ASSIGNMENT:
Would you please repeat exactly the lines from the one containing "target | reed" to the end of the records, both included, and leave out the rest?

INFORMATION SHOWN:
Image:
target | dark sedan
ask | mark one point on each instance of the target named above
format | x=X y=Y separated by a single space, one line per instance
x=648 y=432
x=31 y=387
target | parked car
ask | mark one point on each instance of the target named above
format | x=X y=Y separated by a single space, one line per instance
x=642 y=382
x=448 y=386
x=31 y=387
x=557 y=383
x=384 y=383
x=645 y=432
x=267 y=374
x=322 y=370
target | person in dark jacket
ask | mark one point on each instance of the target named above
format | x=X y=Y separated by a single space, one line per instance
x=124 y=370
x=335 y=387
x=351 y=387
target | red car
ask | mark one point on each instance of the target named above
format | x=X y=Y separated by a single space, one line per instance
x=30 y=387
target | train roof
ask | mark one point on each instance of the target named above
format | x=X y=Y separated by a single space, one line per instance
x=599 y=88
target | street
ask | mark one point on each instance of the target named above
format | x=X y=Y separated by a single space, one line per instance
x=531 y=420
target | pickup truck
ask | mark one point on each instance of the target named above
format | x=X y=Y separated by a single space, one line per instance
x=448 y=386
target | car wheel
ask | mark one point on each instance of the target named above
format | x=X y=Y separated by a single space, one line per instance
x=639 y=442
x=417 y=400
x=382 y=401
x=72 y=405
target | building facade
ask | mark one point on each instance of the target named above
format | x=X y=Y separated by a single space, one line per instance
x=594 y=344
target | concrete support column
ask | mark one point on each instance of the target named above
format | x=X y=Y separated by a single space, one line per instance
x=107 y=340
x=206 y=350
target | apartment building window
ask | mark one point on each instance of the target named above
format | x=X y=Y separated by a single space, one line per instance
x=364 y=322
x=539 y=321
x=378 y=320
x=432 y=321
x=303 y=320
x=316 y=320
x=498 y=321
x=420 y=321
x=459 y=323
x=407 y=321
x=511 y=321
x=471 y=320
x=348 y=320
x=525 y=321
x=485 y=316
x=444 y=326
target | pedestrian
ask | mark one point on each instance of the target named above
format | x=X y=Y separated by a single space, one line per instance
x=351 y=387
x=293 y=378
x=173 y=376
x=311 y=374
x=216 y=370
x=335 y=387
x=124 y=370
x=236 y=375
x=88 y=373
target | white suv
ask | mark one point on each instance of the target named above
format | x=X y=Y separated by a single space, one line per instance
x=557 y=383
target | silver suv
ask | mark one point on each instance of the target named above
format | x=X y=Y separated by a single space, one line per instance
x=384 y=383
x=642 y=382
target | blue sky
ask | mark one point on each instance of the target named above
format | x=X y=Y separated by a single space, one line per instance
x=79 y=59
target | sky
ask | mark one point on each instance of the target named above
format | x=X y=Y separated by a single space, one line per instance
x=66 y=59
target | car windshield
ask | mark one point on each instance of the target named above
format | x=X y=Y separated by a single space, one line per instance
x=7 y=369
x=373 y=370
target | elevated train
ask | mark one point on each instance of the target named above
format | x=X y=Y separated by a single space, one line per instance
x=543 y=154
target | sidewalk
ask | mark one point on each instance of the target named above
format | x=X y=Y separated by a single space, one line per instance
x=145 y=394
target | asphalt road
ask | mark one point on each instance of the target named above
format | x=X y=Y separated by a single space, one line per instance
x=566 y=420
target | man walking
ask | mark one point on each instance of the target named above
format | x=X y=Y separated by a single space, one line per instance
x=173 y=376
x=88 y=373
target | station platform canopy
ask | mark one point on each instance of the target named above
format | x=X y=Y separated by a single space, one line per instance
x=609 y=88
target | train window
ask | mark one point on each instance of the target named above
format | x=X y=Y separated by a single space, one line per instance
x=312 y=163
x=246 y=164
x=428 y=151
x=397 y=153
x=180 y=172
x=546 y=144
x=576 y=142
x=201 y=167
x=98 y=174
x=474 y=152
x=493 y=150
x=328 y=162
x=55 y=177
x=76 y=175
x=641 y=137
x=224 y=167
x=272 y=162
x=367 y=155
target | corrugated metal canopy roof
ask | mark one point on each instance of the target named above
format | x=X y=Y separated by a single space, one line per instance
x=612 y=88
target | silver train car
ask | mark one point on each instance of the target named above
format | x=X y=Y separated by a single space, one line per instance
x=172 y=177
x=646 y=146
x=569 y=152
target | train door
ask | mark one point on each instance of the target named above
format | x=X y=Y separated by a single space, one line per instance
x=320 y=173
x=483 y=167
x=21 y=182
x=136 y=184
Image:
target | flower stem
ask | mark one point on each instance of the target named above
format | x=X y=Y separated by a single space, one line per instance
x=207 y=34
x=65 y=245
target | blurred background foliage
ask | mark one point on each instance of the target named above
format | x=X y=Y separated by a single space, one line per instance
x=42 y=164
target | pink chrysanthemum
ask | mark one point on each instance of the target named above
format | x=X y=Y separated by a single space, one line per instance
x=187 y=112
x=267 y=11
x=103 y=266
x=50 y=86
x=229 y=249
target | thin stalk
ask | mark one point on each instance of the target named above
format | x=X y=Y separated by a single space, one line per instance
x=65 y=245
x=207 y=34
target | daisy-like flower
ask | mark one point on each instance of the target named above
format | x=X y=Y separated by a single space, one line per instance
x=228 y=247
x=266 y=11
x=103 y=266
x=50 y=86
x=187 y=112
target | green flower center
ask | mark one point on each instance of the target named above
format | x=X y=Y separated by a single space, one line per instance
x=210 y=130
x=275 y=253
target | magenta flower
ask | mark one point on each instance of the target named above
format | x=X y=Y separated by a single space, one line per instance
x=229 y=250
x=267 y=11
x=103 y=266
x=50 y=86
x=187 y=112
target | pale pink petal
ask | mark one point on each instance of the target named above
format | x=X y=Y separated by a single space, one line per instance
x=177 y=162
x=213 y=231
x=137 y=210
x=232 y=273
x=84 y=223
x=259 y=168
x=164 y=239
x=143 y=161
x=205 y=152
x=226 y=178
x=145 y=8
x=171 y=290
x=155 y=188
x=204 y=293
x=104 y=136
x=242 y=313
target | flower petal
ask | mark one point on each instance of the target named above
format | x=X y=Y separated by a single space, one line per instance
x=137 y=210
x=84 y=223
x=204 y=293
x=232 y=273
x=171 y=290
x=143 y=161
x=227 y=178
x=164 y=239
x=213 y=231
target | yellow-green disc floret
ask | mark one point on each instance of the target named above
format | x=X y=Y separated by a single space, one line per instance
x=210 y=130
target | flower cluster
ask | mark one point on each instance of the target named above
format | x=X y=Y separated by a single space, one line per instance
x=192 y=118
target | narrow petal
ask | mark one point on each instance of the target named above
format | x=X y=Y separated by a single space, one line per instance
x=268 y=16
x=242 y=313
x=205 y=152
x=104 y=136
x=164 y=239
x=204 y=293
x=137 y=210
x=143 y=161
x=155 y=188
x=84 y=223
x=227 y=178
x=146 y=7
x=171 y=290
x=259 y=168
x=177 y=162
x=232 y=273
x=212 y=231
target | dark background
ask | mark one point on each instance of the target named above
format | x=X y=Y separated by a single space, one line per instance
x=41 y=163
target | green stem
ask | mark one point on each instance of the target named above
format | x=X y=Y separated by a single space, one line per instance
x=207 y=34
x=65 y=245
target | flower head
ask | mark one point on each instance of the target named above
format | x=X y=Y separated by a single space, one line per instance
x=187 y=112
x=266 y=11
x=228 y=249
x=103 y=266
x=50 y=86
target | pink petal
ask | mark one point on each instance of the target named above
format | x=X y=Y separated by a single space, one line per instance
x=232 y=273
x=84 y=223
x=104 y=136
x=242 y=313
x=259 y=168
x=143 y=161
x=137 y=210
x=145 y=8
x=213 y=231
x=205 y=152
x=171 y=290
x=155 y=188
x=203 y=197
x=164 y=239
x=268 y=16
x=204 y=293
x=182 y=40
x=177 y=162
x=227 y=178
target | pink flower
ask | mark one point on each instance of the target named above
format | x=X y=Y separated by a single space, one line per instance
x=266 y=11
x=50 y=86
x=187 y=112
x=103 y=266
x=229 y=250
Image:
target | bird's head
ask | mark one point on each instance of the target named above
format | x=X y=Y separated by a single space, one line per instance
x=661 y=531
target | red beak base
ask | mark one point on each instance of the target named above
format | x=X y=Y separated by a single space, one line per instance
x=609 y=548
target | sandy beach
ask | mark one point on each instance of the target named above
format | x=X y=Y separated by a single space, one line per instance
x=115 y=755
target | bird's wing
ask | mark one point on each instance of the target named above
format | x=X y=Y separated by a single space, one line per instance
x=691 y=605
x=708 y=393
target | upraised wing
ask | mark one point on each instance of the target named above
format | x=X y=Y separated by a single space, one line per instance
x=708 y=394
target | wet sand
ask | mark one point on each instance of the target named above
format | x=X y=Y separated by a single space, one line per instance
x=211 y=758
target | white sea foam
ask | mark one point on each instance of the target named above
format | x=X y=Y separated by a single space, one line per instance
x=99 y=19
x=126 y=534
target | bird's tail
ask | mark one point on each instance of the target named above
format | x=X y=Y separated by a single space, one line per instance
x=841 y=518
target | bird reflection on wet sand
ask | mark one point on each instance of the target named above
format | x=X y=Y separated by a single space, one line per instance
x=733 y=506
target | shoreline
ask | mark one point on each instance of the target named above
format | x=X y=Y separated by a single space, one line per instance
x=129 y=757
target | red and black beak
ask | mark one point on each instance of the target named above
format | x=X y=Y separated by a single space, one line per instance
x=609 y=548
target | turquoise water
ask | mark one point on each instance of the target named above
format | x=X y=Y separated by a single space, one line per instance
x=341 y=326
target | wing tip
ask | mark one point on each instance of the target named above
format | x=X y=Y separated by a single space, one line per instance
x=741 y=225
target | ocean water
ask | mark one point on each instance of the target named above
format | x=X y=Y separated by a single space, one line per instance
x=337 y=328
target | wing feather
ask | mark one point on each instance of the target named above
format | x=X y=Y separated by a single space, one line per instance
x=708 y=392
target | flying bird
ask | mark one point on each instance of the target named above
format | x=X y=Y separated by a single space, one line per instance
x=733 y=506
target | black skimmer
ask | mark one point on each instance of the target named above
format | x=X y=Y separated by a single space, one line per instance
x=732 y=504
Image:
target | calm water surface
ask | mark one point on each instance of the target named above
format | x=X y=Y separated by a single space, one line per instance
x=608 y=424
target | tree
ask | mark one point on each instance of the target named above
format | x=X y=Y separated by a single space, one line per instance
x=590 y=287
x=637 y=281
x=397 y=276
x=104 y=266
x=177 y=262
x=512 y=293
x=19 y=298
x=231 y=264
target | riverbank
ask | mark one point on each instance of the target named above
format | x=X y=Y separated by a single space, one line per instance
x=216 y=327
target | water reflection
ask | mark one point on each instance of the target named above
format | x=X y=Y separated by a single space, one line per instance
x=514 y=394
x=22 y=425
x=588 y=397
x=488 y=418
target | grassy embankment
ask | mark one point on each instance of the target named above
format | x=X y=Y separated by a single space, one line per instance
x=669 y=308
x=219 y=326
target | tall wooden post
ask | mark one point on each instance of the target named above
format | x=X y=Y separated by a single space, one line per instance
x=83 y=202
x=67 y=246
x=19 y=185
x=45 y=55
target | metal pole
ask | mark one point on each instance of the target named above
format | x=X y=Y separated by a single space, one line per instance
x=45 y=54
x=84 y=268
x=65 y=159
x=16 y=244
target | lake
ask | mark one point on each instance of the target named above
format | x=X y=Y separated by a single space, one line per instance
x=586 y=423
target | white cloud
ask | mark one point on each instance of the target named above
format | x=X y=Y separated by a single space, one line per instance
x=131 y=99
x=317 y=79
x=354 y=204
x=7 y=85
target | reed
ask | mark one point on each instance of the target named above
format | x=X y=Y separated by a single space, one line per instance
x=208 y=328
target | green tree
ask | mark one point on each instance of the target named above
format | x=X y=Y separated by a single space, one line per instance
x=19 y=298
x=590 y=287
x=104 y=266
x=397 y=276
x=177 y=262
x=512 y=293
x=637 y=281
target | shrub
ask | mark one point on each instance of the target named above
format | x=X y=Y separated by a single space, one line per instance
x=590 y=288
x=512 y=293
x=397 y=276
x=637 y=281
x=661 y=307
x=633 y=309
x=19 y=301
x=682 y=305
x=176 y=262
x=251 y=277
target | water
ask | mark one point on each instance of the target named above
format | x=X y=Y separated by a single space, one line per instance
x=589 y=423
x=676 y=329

RESPONSE FOR THIS EXERCISE:
target | reed
ask | mark one point on each instance of the target named above
format | x=X y=Y separated by a single space, one line per instance
x=208 y=328
target | green tree
ask | mark one point on each instance of the target named above
format | x=X y=Y separated by a single space, one line per instance
x=19 y=298
x=590 y=287
x=104 y=266
x=397 y=276
x=177 y=262
x=512 y=293
x=637 y=281
target | shrub
ask | mark one point on each instance of the target named above
format | x=X y=Y separated by a single space, one line per instance
x=590 y=288
x=512 y=293
x=397 y=276
x=637 y=281
x=661 y=307
x=633 y=309
x=19 y=301
x=682 y=305
x=176 y=262
x=251 y=277
target | water
ask | mark one point on each instance of the target named above
format | x=X y=Y separated by a single space, one line per instance
x=589 y=423
x=676 y=329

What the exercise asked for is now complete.